======== Tekstfragment ========

Verplichtingen achter de kiezen, tijd voor een verdere
verkenning van de omgeving, lees: het gebied net over de grens. Ook al zijn de
grenzen dan fysiek nauwelijks meer aanwezig, er is sprake van verschillende
culturen: de huizen zijn anders, de boerderijen zien er anders uit, zelfs aan
de inrichting van het landschap zie je dat je in een ander land bent.

========

== Opdrachten ==
• 1. Neem uit het tekstfragment woordelijk over, beginnend bij "Verplichtingen achter de" en eindigend bij "ander land bent.".
• 2. Leg in één tot drie zinnen uit waarom er volgens het tekstfragment sprake is van verschillende culturen, hoewel de grenzen fysiek nauwelijks meer aanwezig zijn.
• 3. Welk gebied wordt in het tekstfragment bedoeld met de verdere verkenning van de omgeving?
Baseer u uitsluitend op het tekstfragment.

======== Gegeven materiaal ========

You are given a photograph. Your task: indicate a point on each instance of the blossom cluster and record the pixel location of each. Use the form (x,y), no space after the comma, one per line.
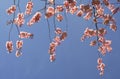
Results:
(29,8)
(19,44)
(100,66)
(60,36)
(19,21)
(95,10)
(24,34)
(35,18)
(11,9)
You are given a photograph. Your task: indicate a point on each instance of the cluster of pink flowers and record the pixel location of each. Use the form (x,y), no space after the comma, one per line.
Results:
(49,12)
(70,6)
(35,18)
(88,33)
(51,1)
(19,45)
(25,35)
(59,17)
(56,42)
(9,46)
(11,10)
(105,46)
(19,21)
(100,66)
(29,8)
(59,8)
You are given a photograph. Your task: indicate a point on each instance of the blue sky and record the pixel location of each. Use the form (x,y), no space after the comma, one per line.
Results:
(74,59)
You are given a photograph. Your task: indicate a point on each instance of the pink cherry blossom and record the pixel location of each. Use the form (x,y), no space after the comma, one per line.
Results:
(9,46)
(11,9)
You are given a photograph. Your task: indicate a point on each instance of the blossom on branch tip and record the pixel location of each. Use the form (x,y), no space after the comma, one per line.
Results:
(36,17)
(11,9)
(18,53)
(9,46)
(59,17)
(29,8)
(19,21)
(19,44)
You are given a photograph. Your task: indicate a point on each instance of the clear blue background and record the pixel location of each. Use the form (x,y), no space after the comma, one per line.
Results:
(74,60)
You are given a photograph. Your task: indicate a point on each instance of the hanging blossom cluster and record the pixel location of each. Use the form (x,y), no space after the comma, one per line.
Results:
(60,36)
(94,11)
(100,66)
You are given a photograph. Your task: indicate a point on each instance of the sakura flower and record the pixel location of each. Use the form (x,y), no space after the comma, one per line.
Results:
(79,13)
(101,39)
(93,43)
(102,32)
(100,66)
(52,57)
(113,27)
(49,12)
(88,16)
(111,7)
(102,50)
(9,46)
(115,10)
(100,11)
(19,44)
(73,9)
(35,18)
(20,19)
(29,8)
(99,60)
(95,2)
(106,2)
(59,17)
(25,35)
(51,1)
(11,10)
(63,36)
(59,8)
(57,40)
(58,31)
(18,53)
(52,48)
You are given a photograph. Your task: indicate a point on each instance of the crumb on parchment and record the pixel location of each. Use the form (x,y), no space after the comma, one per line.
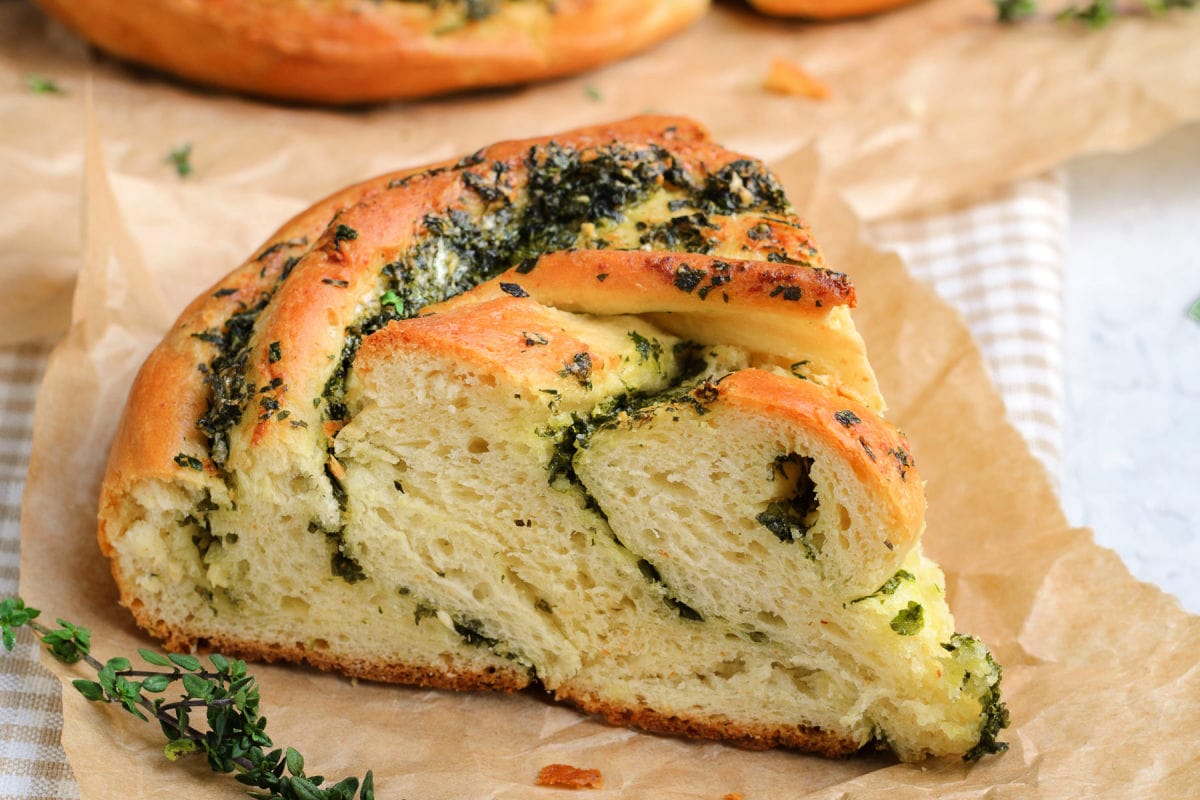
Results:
(564,776)
(787,78)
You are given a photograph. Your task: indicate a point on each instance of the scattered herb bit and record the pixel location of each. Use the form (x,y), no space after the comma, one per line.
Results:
(190,462)
(889,585)
(225,696)
(181,160)
(910,620)
(995,713)
(791,517)
(43,85)
(903,459)
(687,278)
(579,367)
(479,185)
(846,417)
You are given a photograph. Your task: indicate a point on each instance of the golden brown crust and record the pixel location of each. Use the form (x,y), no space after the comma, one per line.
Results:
(365,50)
(445,674)
(876,451)
(826,8)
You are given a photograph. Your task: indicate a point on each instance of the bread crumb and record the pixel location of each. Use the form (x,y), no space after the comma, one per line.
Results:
(564,776)
(786,78)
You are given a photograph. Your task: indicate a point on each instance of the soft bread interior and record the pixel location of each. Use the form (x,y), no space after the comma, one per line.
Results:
(642,583)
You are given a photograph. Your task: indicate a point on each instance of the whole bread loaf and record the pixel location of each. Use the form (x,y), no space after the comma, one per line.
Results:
(586,411)
(366,50)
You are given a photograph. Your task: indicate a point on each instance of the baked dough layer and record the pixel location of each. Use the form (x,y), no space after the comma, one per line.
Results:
(585,411)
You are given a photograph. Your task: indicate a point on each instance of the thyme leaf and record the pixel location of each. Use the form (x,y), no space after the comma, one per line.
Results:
(43,85)
(181,160)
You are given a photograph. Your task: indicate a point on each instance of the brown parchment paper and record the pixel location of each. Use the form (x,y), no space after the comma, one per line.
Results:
(1101,671)
(928,103)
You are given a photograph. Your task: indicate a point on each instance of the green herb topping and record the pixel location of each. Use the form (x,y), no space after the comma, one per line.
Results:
(189,462)
(847,417)
(910,620)
(792,517)
(889,585)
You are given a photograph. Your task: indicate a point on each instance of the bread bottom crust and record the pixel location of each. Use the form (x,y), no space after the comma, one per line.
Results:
(447,677)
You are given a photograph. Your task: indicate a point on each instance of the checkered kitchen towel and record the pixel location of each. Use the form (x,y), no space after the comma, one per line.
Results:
(999,259)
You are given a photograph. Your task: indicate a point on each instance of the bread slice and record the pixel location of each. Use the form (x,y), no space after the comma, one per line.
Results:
(490,425)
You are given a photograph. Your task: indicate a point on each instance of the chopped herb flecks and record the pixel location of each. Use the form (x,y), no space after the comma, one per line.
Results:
(847,417)
(190,462)
(910,620)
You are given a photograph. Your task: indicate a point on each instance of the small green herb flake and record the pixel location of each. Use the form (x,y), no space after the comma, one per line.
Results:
(189,462)
(687,278)
(43,85)
(181,160)
(579,367)
(889,585)
(343,233)
(910,620)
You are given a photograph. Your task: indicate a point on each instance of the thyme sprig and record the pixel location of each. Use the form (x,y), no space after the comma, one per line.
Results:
(233,738)
(1093,13)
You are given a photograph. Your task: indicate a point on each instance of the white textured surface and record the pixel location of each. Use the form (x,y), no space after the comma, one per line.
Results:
(1132,360)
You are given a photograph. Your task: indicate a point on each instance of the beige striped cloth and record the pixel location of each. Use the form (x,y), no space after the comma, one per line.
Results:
(997,258)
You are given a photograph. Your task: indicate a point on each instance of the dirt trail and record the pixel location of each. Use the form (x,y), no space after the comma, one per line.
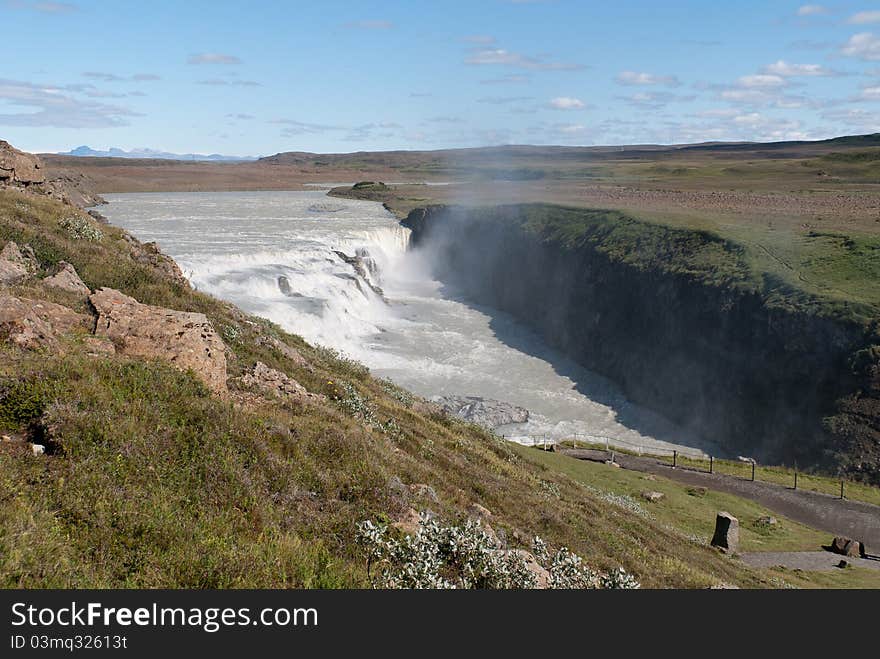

========

== Uitwerkingen ==
• 1.
Verplichtingen achter de kiezen, tijd voor een verdere
verkenning van de omgeving, lees: het gebied net over de grens. Ook al zijn de
grenzen dan fysiek nauwelijks meer aanwezig, er is sprake van verschillende
culturen: de huizen zijn anders, de boerderijen zien er anders uit, zelfs aan
de inrichting van het landschap zie je dat je in een ander land bent.

• 2. De huizen zijn anders en de boerderijen zien er anders uit. Zelfs aan de inrichting van het landschap ziet men dat men in een ander land is.

• 3. Het gebied net over de grens.